Given exercise 1> In the excerpt on preparing the training set, list every phrase that ends with the word "dialects."

Prepare Training Set
The “training set” is basically the point data set with the single dialects. This stems from statistical learning terminology, as I actually use a method from that area, the so-called k-nearest-neighbor interpolation (which can also be used for predictive analytics, for example).
First, I convert the geometric point data set back to a regular data
frame, where lon
and lat
are nothing more than numeric values
without any geographical meaning.
I also use some dplyr
magic to only retain the 8 most prominent
dialects in the 150k point data set. Why? Because plotting more than 8
different colors in the final map is a pain for the eyes – the different
areas couldn’t be distinguished anymore. But bear in mind: The more we
summarize the data set, the more local specialities we lose (endemic
dialects that only appear in one city, for instance).

Task material>
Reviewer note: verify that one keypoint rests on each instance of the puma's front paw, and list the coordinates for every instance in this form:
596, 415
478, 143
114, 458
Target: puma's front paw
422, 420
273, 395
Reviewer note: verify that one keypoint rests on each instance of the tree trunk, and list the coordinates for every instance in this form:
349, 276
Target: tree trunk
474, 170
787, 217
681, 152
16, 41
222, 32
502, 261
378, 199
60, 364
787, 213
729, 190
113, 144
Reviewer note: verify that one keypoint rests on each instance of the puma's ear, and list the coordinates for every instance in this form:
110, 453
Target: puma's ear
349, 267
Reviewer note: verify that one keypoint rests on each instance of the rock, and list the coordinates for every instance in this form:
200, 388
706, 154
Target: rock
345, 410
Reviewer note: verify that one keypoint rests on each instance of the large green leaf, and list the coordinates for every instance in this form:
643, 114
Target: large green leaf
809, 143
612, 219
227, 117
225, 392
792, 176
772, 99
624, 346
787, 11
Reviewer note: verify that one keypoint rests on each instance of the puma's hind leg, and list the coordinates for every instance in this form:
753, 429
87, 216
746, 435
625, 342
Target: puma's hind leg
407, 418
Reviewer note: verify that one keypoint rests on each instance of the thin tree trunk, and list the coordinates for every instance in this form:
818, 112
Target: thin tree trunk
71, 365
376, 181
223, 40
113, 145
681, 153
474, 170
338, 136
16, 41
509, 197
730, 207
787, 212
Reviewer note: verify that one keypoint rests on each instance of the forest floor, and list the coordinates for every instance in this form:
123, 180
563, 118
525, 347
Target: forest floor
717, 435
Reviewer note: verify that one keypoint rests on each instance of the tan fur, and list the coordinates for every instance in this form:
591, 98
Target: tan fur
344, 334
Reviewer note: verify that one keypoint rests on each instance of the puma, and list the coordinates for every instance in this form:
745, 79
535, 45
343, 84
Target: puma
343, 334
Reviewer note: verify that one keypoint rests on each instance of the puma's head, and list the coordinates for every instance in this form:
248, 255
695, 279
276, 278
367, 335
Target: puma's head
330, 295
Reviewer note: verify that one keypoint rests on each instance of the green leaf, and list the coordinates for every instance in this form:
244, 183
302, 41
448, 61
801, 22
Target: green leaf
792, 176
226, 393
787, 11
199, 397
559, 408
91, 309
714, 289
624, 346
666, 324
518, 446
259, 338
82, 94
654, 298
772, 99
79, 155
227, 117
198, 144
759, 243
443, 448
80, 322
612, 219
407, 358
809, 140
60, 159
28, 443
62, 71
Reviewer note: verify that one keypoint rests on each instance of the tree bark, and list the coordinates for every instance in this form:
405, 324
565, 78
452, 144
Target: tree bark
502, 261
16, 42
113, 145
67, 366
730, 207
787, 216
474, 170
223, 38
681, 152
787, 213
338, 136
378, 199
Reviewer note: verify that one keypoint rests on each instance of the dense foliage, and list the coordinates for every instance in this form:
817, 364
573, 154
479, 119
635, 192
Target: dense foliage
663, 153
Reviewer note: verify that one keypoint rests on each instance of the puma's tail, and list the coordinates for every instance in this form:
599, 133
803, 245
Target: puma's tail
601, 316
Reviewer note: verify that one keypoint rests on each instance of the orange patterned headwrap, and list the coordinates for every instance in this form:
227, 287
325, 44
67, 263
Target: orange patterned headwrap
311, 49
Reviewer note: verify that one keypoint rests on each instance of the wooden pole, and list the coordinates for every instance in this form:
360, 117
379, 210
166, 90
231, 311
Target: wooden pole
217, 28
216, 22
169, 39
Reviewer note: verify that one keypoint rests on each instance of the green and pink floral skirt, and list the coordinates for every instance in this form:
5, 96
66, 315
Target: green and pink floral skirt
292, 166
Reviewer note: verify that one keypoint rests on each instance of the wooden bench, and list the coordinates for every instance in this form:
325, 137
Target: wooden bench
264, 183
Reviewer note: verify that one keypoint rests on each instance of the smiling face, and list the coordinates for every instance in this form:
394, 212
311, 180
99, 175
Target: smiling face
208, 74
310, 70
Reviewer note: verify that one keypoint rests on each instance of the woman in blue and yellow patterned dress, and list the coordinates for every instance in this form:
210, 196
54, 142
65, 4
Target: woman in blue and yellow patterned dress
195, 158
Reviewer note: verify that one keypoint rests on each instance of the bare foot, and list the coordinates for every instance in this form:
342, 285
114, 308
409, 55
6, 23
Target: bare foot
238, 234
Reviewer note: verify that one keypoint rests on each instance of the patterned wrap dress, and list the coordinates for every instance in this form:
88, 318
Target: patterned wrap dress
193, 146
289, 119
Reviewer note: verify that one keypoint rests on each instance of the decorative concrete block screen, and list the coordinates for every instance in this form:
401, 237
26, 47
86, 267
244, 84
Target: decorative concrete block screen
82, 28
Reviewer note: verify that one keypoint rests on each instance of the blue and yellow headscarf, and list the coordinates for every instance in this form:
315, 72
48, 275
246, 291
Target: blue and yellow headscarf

Given exercise 2> Gather every line of the listing that contains the word "large".

Exercise result 1>
the single dialects
the 8 most prominent dialects
endemic dialects

Exercise result 2>
Reviewer note: verify that one keypoint rests on each instance of the large green leaf, and list the coordinates for every instance in this form:
Target: large green leaf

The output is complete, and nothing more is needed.